Records for this task -
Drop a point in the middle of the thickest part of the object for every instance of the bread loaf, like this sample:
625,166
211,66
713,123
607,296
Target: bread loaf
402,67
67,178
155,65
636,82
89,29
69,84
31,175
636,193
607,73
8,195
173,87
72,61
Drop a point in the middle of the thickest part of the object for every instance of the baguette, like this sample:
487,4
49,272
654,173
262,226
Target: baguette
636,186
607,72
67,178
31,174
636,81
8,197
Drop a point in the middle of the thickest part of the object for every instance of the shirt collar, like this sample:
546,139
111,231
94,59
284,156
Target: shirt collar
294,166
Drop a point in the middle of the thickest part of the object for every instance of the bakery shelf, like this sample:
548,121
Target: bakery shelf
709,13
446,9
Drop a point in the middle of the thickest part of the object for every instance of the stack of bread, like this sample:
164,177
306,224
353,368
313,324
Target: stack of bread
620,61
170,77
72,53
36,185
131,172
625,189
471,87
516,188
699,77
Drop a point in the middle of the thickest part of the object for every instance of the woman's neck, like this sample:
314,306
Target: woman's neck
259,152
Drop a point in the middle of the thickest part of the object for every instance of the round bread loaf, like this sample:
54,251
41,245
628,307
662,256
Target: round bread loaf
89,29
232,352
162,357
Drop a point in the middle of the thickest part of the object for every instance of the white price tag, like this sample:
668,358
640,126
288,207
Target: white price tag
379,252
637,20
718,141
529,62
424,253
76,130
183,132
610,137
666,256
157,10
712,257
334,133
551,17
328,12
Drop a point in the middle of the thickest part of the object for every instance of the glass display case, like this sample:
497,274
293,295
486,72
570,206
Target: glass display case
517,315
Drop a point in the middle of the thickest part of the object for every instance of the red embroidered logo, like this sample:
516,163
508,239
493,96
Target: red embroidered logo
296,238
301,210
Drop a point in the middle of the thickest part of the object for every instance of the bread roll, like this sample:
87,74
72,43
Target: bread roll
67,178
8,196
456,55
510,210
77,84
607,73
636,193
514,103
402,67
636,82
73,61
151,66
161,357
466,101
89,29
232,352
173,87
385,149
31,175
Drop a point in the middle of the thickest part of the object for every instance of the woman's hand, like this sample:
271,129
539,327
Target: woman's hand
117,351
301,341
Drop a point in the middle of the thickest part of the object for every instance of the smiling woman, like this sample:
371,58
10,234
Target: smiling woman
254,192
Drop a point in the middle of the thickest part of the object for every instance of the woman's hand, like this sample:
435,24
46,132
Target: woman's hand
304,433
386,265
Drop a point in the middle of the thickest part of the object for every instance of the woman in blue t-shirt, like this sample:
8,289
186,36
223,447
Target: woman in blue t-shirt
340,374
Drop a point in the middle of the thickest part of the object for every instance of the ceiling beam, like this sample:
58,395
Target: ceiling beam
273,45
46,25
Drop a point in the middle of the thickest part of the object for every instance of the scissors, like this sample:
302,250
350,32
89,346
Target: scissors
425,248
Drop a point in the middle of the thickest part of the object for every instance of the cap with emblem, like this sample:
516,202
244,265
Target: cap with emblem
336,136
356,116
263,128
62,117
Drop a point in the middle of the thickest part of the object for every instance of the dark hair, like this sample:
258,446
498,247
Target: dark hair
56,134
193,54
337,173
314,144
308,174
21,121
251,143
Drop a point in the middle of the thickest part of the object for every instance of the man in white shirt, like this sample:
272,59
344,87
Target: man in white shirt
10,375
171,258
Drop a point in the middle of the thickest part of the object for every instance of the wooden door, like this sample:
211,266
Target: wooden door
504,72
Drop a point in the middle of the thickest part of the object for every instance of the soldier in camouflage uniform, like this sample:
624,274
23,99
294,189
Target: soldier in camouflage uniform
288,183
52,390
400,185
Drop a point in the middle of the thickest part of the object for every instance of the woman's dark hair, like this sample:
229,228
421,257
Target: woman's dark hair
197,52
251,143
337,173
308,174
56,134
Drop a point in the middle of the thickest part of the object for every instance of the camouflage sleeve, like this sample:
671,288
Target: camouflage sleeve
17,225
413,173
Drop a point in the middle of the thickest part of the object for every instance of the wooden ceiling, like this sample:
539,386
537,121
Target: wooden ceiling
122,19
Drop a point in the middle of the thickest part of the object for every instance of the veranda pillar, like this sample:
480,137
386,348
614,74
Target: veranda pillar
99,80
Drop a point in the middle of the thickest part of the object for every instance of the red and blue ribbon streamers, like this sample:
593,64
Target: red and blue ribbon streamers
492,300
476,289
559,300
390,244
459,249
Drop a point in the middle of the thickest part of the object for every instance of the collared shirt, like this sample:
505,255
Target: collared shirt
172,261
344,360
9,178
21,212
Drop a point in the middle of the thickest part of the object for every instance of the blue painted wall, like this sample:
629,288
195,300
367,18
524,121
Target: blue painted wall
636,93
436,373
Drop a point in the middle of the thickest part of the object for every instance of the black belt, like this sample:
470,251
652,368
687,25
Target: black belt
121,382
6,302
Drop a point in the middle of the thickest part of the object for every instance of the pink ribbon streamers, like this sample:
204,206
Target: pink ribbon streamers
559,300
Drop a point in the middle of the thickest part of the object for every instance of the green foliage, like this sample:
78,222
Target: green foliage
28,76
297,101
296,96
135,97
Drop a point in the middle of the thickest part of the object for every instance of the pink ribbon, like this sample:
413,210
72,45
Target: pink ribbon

Work required -
Format every line of all the items above as a Markdown table with the columns Row and Line, numbering each row and skipping blank lines.

Answer in full -
| Row | Line |
|---|---|
| 1 | Drop a point in the middle of the thickest part of the object for every instance of the bread loaf, like this sample: |
| 2 | 625,166 |
| 3 | 211,66 |
| 4 | 713,123 |
| 5 | 607,296 |
| 6 | Target: bread loaf |
| 7 | 402,67 |
| 8 | 67,178 |
| 9 | 155,65 |
| 10 | 636,82 |
| 11 | 89,29 |
| 12 | 69,84 |
| 13 | 31,175 |
| 14 | 636,193 |
| 15 | 607,73 |
| 16 | 8,195 |
| 17 | 173,87 |
| 18 | 72,61 |
| 19 | Drop a point in the middle of the thickest part of the object for every instance of the baguette, like this sample: |
| 20 | 487,4 |
| 21 | 49,272 |
| 22 | 654,173 |
| 23 | 262,226 |
| 24 | Target: baguette |
| 25 | 636,186 |
| 26 | 607,72 |
| 27 | 67,178 |
| 28 | 31,174 |
| 29 | 636,81 |
| 30 | 8,197 |
| 31 | Drop a point in the middle of the thickest part of the object for every instance of the shirt collar, like this sample: |
| 32 | 546,139 |
| 33 | 111,231 |
| 34 | 94,59 |
| 35 | 284,156 |
| 36 | Target: shirt collar |
| 37 | 294,166 |
| 38 | Drop a point in the middle of the thickest part of the object for every instance of the bakery shelf, like this sample: |
| 39 | 548,121 |
| 40 | Target: bakery shelf |
| 41 | 709,13 |
| 42 | 446,9 |
| 43 | Drop a point in the middle of the thickest part of the object for every instance of the stack of bread, like this sample: |
| 44 | 164,177 |
| 45 | 306,224 |
| 46 | 353,368 |
| 47 | 313,324 |
| 48 | Target: stack of bread |
| 49 | 620,61 |
| 50 | 170,77 |
| 51 | 72,53 |
| 52 | 36,185 |
| 53 | 131,172 |
| 54 | 625,189 |
| 55 | 471,87 |
| 56 | 516,188 |
| 57 | 699,77 |
| 58 | Drop a point in the middle of the thickest part of the object for every instance of the woman's neck, like this sample: |
| 59 | 314,306 |
| 60 | Target: woman's neck |
| 61 | 259,152 |
| 62 | Drop a point in the middle of the thickest part of the object for every instance of the round bread loaf, like this sample: |
| 63 | 54,251 |
| 64 | 41,245 |
| 65 | 628,307 |
| 66 | 662,256 |
| 67 | Target: round bread loaf |
| 68 | 89,29 |
| 69 | 232,352 |
| 70 | 162,357 |
| 71 | Drop a point in the middle of the thickest part of the object for every instance of the white price tag, like this sample: |
| 72 | 668,358 |
| 73 | 640,126 |
| 74 | 288,207 |
| 75 | Target: white price tag |
| 76 | 379,252 |
| 77 | 637,20 |
| 78 | 718,141 |
| 79 | 529,62 |
| 80 | 424,253 |
| 81 | 76,130 |
| 82 | 183,132 |
| 83 | 610,137 |
| 84 | 666,256 |
| 85 | 157,10 |
| 86 | 712,257 |
| 87 | 334,133 |
| 88 | 551,17 |
| 89 | 328,12 |
| 90 | Drop a point in the middle of the thickest part of the object for every instance of the glass display case, like this sample: |
| 91 | 497,274 |
| 92 | 293,295 |
| 93 | 486,72 |
| 94 | 570,206 |
| 95 | Target: glass display case |
| 96 | 517,315 |
| 97 | Drop a point in the middle of the thickest part of the object for every instance of the red embroidered logo, like this sample: |
| 98 | 516,163 |
| 99 | 508,239 |
| 100 | 493,96 |
| 101 | Target: red embroidered logo |
| 102 | 296,238 |
| 103 | 301,210 |
| 104 | Drop a point in the middle of the thickest part of the object for every instance of the bread roll, like this sample: |
| 105 | 87,74 |
| 106 | 72,43 |
| 107 | Target: bread roll |
| 108 | 67,178 |
| 109 | 8,196 |
| 110 | 456,55 |
| 111 | 510,210 |
| 112 | 77,84 |
| 113 | 607,73 |
| 114 | 636,193 |
| 115 | 514,103 |
| 116 | 402,67 |
| 117 | 636,82 |
| 118 | 73,61 |
| 119 | 151,66 |
| 120 | 161,357 |
| 121 | 466,101 |
| 122 | 89,29 |
| 123 | 232,352 |
| 124 | 173,87 |
| 125 | 385,149 |
| 126 | 31,175 |
| 127 | Drop a point in the middle of the thickest part of the object for every instance of the woman's hand, like this sample: |
| 128 | 271,129 |
| 129 | 539,327 |
| 130 | Target: woman's hand |
| 131 | 117,351 |
| 132 | 301,341 |
| 133 | Drop a point in the middle of the thickest part of the object for every instance of the smiling woman, like this sample: |
| 134 | 371,58 |
| 135 | 10,234 |
| 136 | Target: smiling woman |
| 137 | 254,192 |
| 138 | Drop a point in the middle of the thickest part of the object for every instance of the woman's hand, like this sample: |
| 139 | 435,24 |
| 140 | 46,132 |
| 141 | Target: woman's hand |
| 142 | 304,433 |
| 143 | 386,265 |
| 144 | Drop a point in the middle of the thickest part of the object for every instance of the woman in blue t-shirt, like this sample: |
| 145 | 8,289 |
| 146 | 186,36 |
| 147 | 223,447 |
| 148 | Target: woman in blue t-shirt |
| 149 | 340,374 |
| 150 | Drop a point in the middle of the thickest part of the object for every instance of the ceiling beam, like this sample: |
| 151 | 58,395 |
| 152 | Target: ceiling beam |
| 153 | 273,45 |
| 154 | 46,25 |
| 155 | Drop a point in the middle of the thickest part of the object for every instance of the scissors, like this sample: |
| 156 | 302,250 |
| 157 | 350,32 |
| 158 | 89,346 |
| 159 | Target: scissors |
| 160 | 425,248 |
| 161 | Drop a point in the middle of the thickest part of the object for every instance of the cap with emblem, like this sample: |
| 162 | 516,202 |
| 163 | 244,265 |
| 164 | Target: cap with emblem |
| 165 | 336,136 |
| 166 | 356,116 |
| 167 | 263,128 |
| 168 | 62,117 |
| 169 | Drop a point in the middle of the thickest part of the object for every instance of the dark hair, like this sample: |
| 170 | 258,446 |
| 171 | 498,247 |
| 172 | Target: dark hair |
| 173 | 56,134 |
| 174 | 193,54 |
| 175 | 337,173 |
| 176 | 314,144 |
| 177 | 308,174 |
| 178 | 21,121 |
| 179 | 251,143 |
| 180 | Drop a point in the middle of the thickest part of the object for every instance of the man in white shirt, like this sample: |
| 181 | 272,59 |
| 182 | 344,87 |
| 183 | Target: man in white shirt |
| 184 | 10,375 |
| 185 | 171,258 |
| 186 | Drop a point in the middle of the thickest part of the object for every instance of the wooden door, like this sample: |
| 187 | 211,266 |
| 188 | Target: wooden door |
| 189 | 504,72 |
| 190 | Drop a point in the middle of the thickest part of the object for every instance of the soldier in camouflage uniform, like this sample: |
| 191 | 624,274 |
| 192 | 23,99 |
| 193 | 294,189 |
| 194 | Target: soldier in camouflage uniform |
| 195 | 288,183 |
| 196 | 52,390 |
| 197 | 400,185 |
| 198 | Drop a point in the middle of the thickest part of the object for every instance of the woman's dark hair, like this sample: |
| 199 | 229,228 |
| 200 | 421,257 |
| 201 | Target: woman's dark hair |
| 202 | 197,52 |
| 203 | 251,143 |
| 204 | 337,173 |
| 205 | 308,174 |
| 206 | 56,134 |
| 207 | Drop a point in the middle of the thickest part of the object for every instance of the camouflage sleeve, like this sample: |
| 208 | 671,288 |
| 209 | Target: camouflage sleeve |
| 210 | 17,225 |
| 211 | 413,173 |
| 212 | Drop a point in the middle of the thickest part of the object for every instance of the wooden ceiling, like this sample: |
| 213 | 539,386 |
| 214 | 537,121 |
| 215 | Target: wooden ceiling |
| 216 | 122,19 |
| 217 | Drop a point in the middle of the thickest part of the object for every instance of the veranda pillar, like this sample: |
| 218 | 480,137 |
| 219 | 386,348 |
| 220 | 614,74 |
| 221 | Target: veranda pillar |
| 222 | 99,80 |
| 223 | Drop a point in the middle of the thickest part of the object for every instance of the red and blue ribbon streamers, like this sample: |
| 224 | 593,64 |
| 225 | Target: red and blue ribbon streamers |
| 226 | 492,300 |
| 227 | 476,289 |
| 228 | 559,300 |
| 229 | 390,244 |
| 230 | 459,249 |
| 231 | Drop a point in the middle of the thickest part of the object for every instance of the collared shirt, like this sample: |
| 232 | 505,255 |
| 233 | Target: collared shirt |
| 234 | 172,261 |
| 235 | 344,360 |
| 236 | 9,178 |
| 237 | 21,212 |
| 238 | Drop a point in the middle of the thickest part of the object for every instance of the blue painted wall, like this sample: |
| 239 | 629,288 |
| 240 | 195,300 |
| 241 | 367,18 |
| 242 | 524,121 |
| 243 | Target: blue painted wall |
| 244 | 636,93 |
| 245 | 436,373 |
| 246 | Drop a point in the middle of the thickest part of the object for every instance of the black belt, like this sample: |
| 247 | 470,251 |
| 248 | 652,368 |
| 249 | 687,25 |
| 250 | Target: black belt |
| 251 | 121,382 |
| 252 | 6,302 |
| 253 | Drop a point in the middle of the thickest part of the object for every instance of the pink ribbon streamers, like this sample: |
| 254 | 204,206 |
| 255 | Target: pink ribbon streamers |
| 256 | 559,300 |
| 257 | Drop a point in the middle of the thickest part of the object for every instance of the green foliage, like this sample: |
| 258 | 78,222 |
| 259 | Target: green foliage |
| 260 | 28,76 |
| 261 | 297,101 |
| 262 | 296,96 |
| 263 | 135,97 |
| 264 | Drop a point in the middle of the thickest part of the object for every instance of the pink ribbon, like this sample: |
| 265 | 413,210 |
| 266 | 72,45 |
| 267 | Target: pink ribbon |